Below are the records; print them all without any alteration.
-*-
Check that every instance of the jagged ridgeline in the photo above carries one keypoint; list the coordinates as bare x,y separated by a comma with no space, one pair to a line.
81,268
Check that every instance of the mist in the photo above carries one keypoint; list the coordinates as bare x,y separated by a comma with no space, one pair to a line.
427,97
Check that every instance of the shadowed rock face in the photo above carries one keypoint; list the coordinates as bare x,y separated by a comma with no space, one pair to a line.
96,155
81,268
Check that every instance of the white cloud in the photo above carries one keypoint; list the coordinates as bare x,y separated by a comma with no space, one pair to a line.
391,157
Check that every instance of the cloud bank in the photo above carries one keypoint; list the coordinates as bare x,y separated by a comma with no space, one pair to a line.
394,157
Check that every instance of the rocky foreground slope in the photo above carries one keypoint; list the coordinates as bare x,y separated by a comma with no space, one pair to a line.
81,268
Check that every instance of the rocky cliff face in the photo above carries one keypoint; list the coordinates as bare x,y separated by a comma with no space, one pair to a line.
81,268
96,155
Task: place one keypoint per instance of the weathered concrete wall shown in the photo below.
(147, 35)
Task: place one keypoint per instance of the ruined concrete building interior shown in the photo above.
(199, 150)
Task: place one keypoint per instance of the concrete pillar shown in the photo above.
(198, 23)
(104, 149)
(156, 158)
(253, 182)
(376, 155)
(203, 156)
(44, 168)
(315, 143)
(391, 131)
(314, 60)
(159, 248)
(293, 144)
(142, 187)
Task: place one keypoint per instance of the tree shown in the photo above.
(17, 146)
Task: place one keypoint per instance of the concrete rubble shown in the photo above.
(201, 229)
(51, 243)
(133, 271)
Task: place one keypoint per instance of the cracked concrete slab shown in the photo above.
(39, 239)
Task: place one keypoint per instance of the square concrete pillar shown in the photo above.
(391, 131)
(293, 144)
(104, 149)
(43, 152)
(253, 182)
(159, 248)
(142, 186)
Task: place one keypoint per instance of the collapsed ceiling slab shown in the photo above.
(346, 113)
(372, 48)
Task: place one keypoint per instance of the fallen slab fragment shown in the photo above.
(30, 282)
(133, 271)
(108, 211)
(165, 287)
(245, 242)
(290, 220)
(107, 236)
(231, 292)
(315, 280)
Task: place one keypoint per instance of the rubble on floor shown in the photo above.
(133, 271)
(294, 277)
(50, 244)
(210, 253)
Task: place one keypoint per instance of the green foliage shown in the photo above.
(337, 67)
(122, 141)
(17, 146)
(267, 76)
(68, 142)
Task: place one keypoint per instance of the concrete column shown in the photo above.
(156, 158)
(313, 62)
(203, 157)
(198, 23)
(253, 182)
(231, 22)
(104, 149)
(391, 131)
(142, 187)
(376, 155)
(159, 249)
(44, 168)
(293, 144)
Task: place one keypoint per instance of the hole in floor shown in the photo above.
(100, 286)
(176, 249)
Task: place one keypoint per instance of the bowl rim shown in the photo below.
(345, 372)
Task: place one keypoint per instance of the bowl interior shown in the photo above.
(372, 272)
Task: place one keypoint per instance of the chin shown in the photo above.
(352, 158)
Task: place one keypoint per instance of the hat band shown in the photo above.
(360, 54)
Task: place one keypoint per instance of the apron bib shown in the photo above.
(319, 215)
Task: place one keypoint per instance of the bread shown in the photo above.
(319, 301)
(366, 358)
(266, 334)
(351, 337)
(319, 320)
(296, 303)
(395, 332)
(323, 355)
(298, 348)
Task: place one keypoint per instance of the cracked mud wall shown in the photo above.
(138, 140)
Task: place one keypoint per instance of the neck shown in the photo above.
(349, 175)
-*-
## OUTPUT OF THE TASK
Check that every instance of the jagged ridgeline in the photo above carries one keypoint; list the coordinates as bare x,y separated by a comma with no space, one pair to a line.
81,268
Check that every instance of the mist in the photo above carries one keypoint; list the coordinates as bare x,y separated by a comma with no space, one pair to a line.
427,97
Check that every instance of the shadowed rock face in the photo above carries one keypoint; list the coordinates as bare x,y separated by a comma with no space, one pair to a line.
96,155
81,268
Check that every instance of the white cloud in the photo above carries one keypoint; list the coordinates as bare x,y separated by a comma with no space, one pair to a line.
391,157
Check that every instance of the cloud bank in the photo above carries one keypoint; list the coordinates as bare x,y separated by a comma with no space, one pair to a line.
394,157
Check that every instance of the rocky foreground slope in the photo above carries one keypoint; list the coordinates as bare x,y separated by a comma with no space, one pair to a line.
81,268
Check that every instance of the rocky cliff face in the photo above carries one keypoint; list the coordinates as bare x,y separated by a comma with no space, one pair to a line.
81,268
96,155
Task: place one keypoint per instance of the weathered concrete wall shown in the photo below.
(147, 35)
Task: place one keypoint per instance of the ruined concrete building interior shown in the photo above.
(199, 150)
Task: place one keypoint per instance of the concrete pillar shown in the photo above.
(198, 23)
(104, 149)
(156, 158)
(253, 182)
(376, 155)
(203, 156)
(44, 168)
(315, 143)
(391, 131)
(314, 60)
(159, 248)
(293, 144)
(142, 187)
Task: place one keypoint per instance of the tree shown in the photo above.
(17, 146)
Task: place one keypoint per instance of the concrete rubble shown in the photo above.
(201, 229)
(51, 243)
(133, 271)
Task: place one keypoint per instance of the cracked concrete slab shown in the photo above.
(39, 239)
Task: place one keypoint per instance of the square concrete pillar shown in the photo above.
(391, 131)
(293, 144)
(104, 149)
(43, 152)
(253, 182)
(159, 248)
(142, 186)
Task: place one keypoint per instance of the collapsed ceiling slab shown in the photo above.
(346, 113)
(372, 48)
Task: place one keypoint per instance of the fallen slab fragment shown in the photo above.
(30, 282)
(133, 271)
(108, 211)
(165, 287)
(245, 242)
(290, 220)
(107, 236)
(231, 292)
(315, 280)
Task: place one keypoint per instance of the rubble on floor shown in the photo above.
(133, 271)
(294, 277)
(50, 244)
(210, 253)
Task: place one keypoint per instance of the green foliage shown in the photo above.
(337, 67)
(122, 141)
(17, 146)
(267, 76)
(68, 142)
Task: place one keypoint per instance of the concrete column shown in the photo above.
(156, 158)
(313, 62)
(203, 157)
(198, 23)
(253, 182)
(231, 22)
(104, 149)
(391, 131)
(142, 187)
(376, 155)
(159, 249)
(44, 168)
(293, 144)
Task: place one keypoint per instance of the hole in floor shown in the photo above.
(100, 286)
(176, 249)
Task: place one keypoint per instance of the bowl rim shown in the photo below.
(345, 372)
Task: place one keypoint per instance of the bowl interior shown in the photo above.
(372, 272)
Task: place one keypoint per instance of the chin shown in the photo above.
(352, 158)
Task: place one keypoint per instance of the hat band shown in the photo above.
(360, 54)
Task: place one keypoint per instance of the apron bib shown in the photo above.
(319, 215)
Task: place one keypoint per instance of the bread shown in the photo above.
(319, 301)
(366, 358)
(266, 334)
(351, 337)
(319, 320)
(296, 303)
(395, 332)
(323, 355)
(298, 348)
Task: place one keypoint per instance of the cracked mud wall shown in the photo above.
(138, 140)
Task: place one keypoint per instance of the neck shown in the photo above.
(349, 175)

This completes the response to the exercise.